▸ **Goal**: Can you reproduce every one of the entries below word for word, leaving the pictures out?

■ ■ ■

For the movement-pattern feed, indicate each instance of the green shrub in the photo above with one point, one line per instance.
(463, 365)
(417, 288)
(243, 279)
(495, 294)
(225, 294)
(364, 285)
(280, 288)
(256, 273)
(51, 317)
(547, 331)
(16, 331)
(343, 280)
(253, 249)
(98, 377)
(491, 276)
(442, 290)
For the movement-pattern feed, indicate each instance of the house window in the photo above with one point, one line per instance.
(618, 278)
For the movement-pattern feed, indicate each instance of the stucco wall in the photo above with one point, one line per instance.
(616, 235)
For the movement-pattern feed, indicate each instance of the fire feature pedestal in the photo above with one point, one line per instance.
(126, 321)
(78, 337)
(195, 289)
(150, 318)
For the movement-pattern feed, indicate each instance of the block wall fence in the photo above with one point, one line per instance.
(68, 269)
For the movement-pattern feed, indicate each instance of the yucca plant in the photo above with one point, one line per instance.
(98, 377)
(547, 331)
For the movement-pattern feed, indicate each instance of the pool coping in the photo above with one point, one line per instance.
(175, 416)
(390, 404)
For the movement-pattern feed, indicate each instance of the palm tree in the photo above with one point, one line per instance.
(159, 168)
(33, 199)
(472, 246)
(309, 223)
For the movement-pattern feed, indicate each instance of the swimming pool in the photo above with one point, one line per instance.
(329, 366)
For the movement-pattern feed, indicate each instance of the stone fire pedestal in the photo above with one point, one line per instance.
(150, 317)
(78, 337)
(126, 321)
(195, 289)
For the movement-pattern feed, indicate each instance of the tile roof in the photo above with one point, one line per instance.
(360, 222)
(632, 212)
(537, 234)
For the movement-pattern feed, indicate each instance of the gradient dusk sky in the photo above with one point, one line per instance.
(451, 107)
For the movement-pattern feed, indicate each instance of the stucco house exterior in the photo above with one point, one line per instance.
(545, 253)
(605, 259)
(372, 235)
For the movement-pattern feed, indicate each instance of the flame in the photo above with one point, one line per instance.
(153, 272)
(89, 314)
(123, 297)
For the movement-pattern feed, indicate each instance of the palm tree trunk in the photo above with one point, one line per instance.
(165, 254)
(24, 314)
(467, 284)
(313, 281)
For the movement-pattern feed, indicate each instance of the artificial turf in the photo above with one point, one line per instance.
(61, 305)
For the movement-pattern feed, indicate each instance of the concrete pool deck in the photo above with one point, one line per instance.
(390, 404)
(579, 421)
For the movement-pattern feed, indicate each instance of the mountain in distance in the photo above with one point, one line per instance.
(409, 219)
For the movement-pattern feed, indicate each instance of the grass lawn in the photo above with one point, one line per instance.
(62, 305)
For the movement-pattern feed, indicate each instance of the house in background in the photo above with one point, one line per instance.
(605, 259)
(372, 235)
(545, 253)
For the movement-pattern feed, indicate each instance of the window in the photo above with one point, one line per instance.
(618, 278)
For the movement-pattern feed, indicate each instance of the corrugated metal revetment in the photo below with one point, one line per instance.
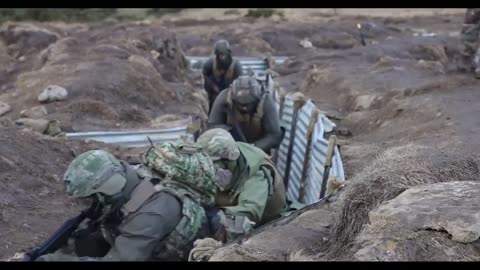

■ ■ ■

▸ **The reply**:
For the movement-pattern feed, indicate each instance of the green shrub in the photo above with one point, one line per instance.
(463, 365)
(417, 288)
(243, 279)
(495, 294)
(225, 294)
(364, 285)
(280, 288)
(256, 273)
(51, 317)
(547, 331)
(16, 331)
(343, 280)
(253, 249)
(98, 377)
(491, 276)
(442, 290)
For the movement-pattern feed, indicate each instance of the house window in the photo above with one point, one line per instance.
(618, 278)
For the movement-pattern feed, indicate each instance of the stucco wall in the photo above with one point, one line per instance.
(616, 235)
For the movement-pattern feed, indicate each instance of the fire feature pedestal in the photo above with one point, one line per instance.
(126, 321)
(78, 337)
(195, 289)
(150, 318)
For the movement-pattern feed, indicate each instance of the block wall fence in the photo above with one point, one line per instance.
(68, 269)
For the movement-pattern feed, indicate each instance of the yucca plant in the photo above with one point, one line per instance.
(98, 377)
(547, 331)
For the movement-pattern feed, indicate each instance of the pool coping in the photo above with one point, one line per instance.
(175, 416)
(390, 404)
For the movement-pattern feed, indicate each instance of the palm tree in the photo above with one point, one line per instance.
(159, 168)
(33, 199)
(472, 246)
(309, 223)
For the movement-pattern feed, indicate each instance of the swimming pool in the photo above with one point, one line per instance.
(329, 366)
For the movement-pattern feed, indicate each instance of the stone fire pedestal in the photo above with one point, one line per instance.
(150, 317)
(78, 337)
(126, 321)
(195, 289)
For the movement-pattern feed, indicate each instance of the tile roof in the photo above with one point, one line per instance.
(360, 222)
(632, 212)
(537, 234)
For the movement-pattern feed, indicate each instance of the gradient dusk sky in the photo above with one point, one line per instance.
(451, 107)
For the movement-pattern feed, indicate each instance of the stucco house exterior in the photo above with one point, one line per instance.
(545, 253)
(605, 259)
(372, 235)
For the movement-pattern feed, indicate each instance of the flame in the photo above with one point, one line per instance.
(153, 272)
(89, 314)
(123, 297)
For the movement-pattern feed, indicate each instance of the palm tree trunk in the photo above with one point, one line per instance.
(165, 254)
(24, 314)
(467, 284)
(313, 281)
For the movement-pattern feed, indicate each instance of the artificial turf in the photo above with one point, one line per instance.
(61, 305)
For the movement-pattern feed, indicate each instance of the concrete pool deck in the photo above with one point, one line per instance.
(390, 404)
(579, 421)
For the movement-pattern feed, indicate each instance of the mountain in distance in the photo above with one point, one line per instance.
(409, 219)
For the movement-pattern feed, indicate each instance of the grass lawn in the photo above with one point, one line per instance.
(62, 305)
For the movement-pattern feed, indicate each instance of the house in background in the photo above with one point, one line per instance.
(605, 259)
(372, 235)
(545, 253)
For the movement-pattern feed, indicate each instance of the window in the photo above with one point, one line per instance.
(618, 278)
For the movement-pattern feed, indicate each instance of the corrugated metal revetment in the photo below with one point, one line per instance.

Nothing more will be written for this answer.